# start of Provided records

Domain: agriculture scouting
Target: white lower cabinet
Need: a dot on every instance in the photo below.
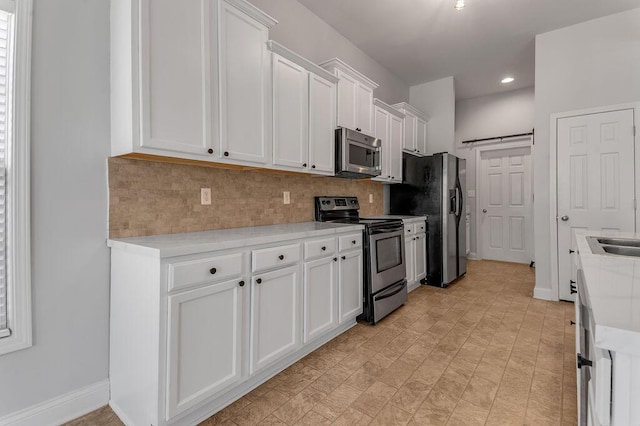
(204, 343)
(351, 286)
(420, 256)
(320, 301)
(409, 256)
(191, 330)
(415, 243)
(275, 316)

# end of Provided records

▶ _What is asked_
Write out every line of the material again, multiplying each coordinate in the answer points by 0.95 and rounding to the nearest whole number, with halves rounded up. Leave the pictures out.

▶ _Output for this exercise_
Domain: agriculture scouting
Target: white lower cabinet
Need: a dot on every instance in the photo below.
(194, 326)
(333, 272)
(399, 243)
(304, 286)
(389, 243)
(181, 314)
(394, 231)
(261, 300)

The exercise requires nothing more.